■ **What the task requires**
Set the data down again, exactly as it reads, but without the pictures.

---------- Provided material

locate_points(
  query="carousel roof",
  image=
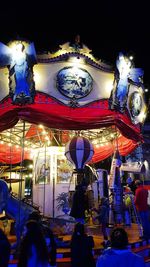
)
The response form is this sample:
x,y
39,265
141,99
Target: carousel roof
x,y
70,93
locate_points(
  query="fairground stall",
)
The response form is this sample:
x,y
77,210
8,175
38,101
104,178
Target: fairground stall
x,y
48,99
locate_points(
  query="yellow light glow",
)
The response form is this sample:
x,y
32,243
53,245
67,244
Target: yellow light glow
x,y
108,87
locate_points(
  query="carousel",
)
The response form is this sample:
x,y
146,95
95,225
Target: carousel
x,y
65,111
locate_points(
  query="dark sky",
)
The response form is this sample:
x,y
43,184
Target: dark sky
x,y
106,27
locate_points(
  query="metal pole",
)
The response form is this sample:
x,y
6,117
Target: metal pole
x,y
20,183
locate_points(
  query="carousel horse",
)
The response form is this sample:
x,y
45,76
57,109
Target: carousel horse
x,y
14,208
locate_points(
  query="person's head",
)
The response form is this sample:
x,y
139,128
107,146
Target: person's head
x,y
79,229
138,183
104,201
129,180
119,238
35,215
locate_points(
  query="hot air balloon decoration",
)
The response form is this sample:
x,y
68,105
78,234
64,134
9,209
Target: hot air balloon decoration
x,y
79,151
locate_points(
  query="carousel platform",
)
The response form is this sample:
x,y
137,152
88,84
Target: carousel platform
x,y
137,245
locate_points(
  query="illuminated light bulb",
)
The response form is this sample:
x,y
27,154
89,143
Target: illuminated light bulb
x,y
40,126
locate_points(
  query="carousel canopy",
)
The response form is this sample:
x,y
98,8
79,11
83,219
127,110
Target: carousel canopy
x,y
70,93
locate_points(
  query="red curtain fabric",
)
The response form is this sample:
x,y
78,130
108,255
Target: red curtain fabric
x,y
53,114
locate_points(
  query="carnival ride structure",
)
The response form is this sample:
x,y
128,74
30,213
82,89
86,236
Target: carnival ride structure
x,y
70,93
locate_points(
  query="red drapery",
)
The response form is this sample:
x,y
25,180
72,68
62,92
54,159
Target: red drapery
x,y
49,112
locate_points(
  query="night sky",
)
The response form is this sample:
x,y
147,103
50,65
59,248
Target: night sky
x,y
106,27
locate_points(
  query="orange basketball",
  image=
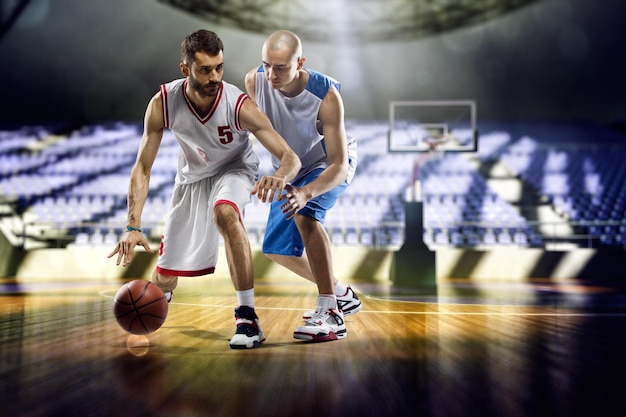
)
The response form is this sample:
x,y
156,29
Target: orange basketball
x,y
140,307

--------------------

■ **Written answer**
locate_points(
  query="carousel roof",
  image=
)
The response form is this sample:
x,y
39,265
141,99
Target: carousel roof
x,y
70,93
locate_points(
  query="fairground stall",
)
The response form is this sample:
x,y
77,210
8,175
38,101
104,178
Target: fairground stall
x,y
48,99
locate_points(
  query="yellow light glow",
)
The response form is this sample:
x,y
32,243
53,245
67,244
Target: yellow light glow
x,y
108,87
locate_points(
  query="carousel",
)
The response form is this sample:
x,y
146,95
95,225
Target: carousel
x,y
65,111
locate_points(
  query="dark sky",
)
The response form is this sample:
x,y
43,184
Target: dark sky
x,y
106,27
locate_points(
  query="metal pole",
)
The response form is this sample:
x,y
6,117
Target: metal pole
x,y
20,183
locate_points(
  query="carousel horse",
)
The response form is this sample:
x,y
45,76
57,109
Target: carousel horse
x,y
14,208
locate_points(
  query="person's head",
)
The response form is this sample:
x,y
139,128
107,146
Target: person's head
x,y
79,229
138,183
104,201
129,180
119,238
35,215
locate_points(
  query="hot air balloon decoration",
)
The response form is this sample:
x,y
68,105
78,234
64,134
9,209
Target: hot air balloon decoration
x,y
79,151
locate_points(
  query="carousel platform",
)
The response form is this sample:
x,y
137,152
88,84
Target: carousel platform
x,y
137,245
locate_points(
  query="illuminated light bulb",
)
The response form is this sample:
x,y
27,154
89,143
Target: illuminated light bulb
x,y
40,126
locate_points(
  query="carousel canopy",
)
The response form is this sample:
x,y
98,8
79,11
83,219
127,110
Target: carousel canopy
x,y
70,93
locate_points(
  query="red curtain fabric",
)
The response form is this sample:
x,y
78,130
108,255
Target: red curtain fabric
x,y
53,114
locate_points(
  query="carnival ride structure",
)
The response form is this sample:
x,y
128,74
30,213
82,89
86,236
Target: carnival ride structure
x,y
70,93
locate_points(
  query="red drapery",
)
The response form is this sample:
x,y
25,180
72,68
62,92
54,159
Target: red drapery
x,y
49,112
locate_points(
  query="night sky",
)
The response form is this sample:
x,y
147,103
50,65
59,248
Target: night sky
x,y
106,27
locate_points(
  query="orange basketball",
  image=
)
The response form is this sample:
x,y
156,29
Target: orange basketball
x,y
140,307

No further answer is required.